>> START Page extract

Scientists with NASA’s Juno mission to Jupiter have discovered that the volcanoes on Jupiter’s moon Io are each likely powered by their own chamber of roiling hot magma rather than an ocean of magma. The finding solves a 44-year-old mystery about the subsurface origins of the moon’s most demonstrative geologic features.
A paper on the source of Io’s volcanism was published on Thursday, Dec. 12, in the journal Nature, and the findings, as well as other Io science results, were discussed during a media briefing in Washington at the American Geophysical Union’s annual meeting, the country’s largest gathering of Earth and space scientists.
About the size of Earth’s Moon, Io is known as the most volcanically active body in our solar system. The moon is home to an estimated 400 volcanoes, which blast lava and plumes in seemingly continuous eruptions that contribute to the coating on its surface.

>> END Page extract

→ **Task requirements**:
A) Repeat word for word the part of the passage on Io's volcanoes from "About the size" to "on its surface.".
B) Answer these questions using the passage on Io's volcanoes:
(i) In which journal was the paper on the source of Io's volcanism published?
(ii) About how many volcanoes is Io estimated to have?
(iii) How many years old was the mystery that the finding solves?
The items that come next are separate material with no connection to the passage on Io's volcanoes.

>> START Raw data

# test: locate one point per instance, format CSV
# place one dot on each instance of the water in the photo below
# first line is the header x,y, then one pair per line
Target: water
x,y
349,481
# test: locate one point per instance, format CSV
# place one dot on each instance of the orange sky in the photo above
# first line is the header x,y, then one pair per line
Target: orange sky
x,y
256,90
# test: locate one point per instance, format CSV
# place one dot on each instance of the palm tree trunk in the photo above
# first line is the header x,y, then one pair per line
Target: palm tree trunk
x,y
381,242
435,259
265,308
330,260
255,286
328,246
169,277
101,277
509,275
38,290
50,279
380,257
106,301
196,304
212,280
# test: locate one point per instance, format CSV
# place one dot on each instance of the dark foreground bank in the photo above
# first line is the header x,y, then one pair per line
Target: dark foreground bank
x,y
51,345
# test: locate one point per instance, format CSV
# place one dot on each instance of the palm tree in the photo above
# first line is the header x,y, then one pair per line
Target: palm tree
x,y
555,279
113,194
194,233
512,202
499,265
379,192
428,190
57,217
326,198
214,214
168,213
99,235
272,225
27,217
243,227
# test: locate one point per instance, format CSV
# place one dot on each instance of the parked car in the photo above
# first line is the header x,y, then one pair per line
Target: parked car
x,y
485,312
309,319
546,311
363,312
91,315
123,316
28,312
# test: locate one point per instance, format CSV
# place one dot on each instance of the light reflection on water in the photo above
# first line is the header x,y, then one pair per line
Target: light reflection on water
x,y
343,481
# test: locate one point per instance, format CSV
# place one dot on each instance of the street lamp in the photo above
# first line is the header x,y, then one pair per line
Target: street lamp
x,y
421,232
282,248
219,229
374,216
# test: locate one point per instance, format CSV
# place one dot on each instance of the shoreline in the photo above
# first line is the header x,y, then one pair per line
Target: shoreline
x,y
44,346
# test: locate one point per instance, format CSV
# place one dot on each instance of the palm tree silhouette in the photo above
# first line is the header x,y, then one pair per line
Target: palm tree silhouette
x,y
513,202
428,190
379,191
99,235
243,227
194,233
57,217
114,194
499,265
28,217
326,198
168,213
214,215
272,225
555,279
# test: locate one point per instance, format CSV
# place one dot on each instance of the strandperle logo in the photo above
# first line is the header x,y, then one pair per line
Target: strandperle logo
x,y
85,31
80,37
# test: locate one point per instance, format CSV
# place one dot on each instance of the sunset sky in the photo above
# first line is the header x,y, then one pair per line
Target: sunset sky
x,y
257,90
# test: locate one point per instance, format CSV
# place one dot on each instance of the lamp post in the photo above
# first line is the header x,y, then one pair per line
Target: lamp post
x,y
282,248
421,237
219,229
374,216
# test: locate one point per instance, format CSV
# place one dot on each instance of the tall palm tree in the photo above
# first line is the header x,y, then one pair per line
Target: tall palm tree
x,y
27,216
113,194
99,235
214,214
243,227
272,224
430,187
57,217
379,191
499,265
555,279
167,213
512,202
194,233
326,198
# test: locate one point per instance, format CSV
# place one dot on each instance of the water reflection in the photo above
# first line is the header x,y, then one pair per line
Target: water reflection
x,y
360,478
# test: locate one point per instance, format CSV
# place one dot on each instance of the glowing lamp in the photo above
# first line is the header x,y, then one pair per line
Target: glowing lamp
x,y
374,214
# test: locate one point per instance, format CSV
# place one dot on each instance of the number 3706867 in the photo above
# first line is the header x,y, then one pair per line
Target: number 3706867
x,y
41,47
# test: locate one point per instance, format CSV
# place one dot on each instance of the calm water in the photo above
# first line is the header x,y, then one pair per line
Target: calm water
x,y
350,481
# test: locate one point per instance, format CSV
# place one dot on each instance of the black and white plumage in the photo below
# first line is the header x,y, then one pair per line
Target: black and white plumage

>> END Raw data

→ **Response list**:
A)
About the size of Earth’s Moon, Io is known as the most volcanically active body in our solar system. The moon is home to an estimated 400 volcanoes, which blast lava and plumes in seemingly continuous eruptions that contribute to the coating on its surface.

B)
(i) Nature
(ii) An estimated 400
(iii) 44 years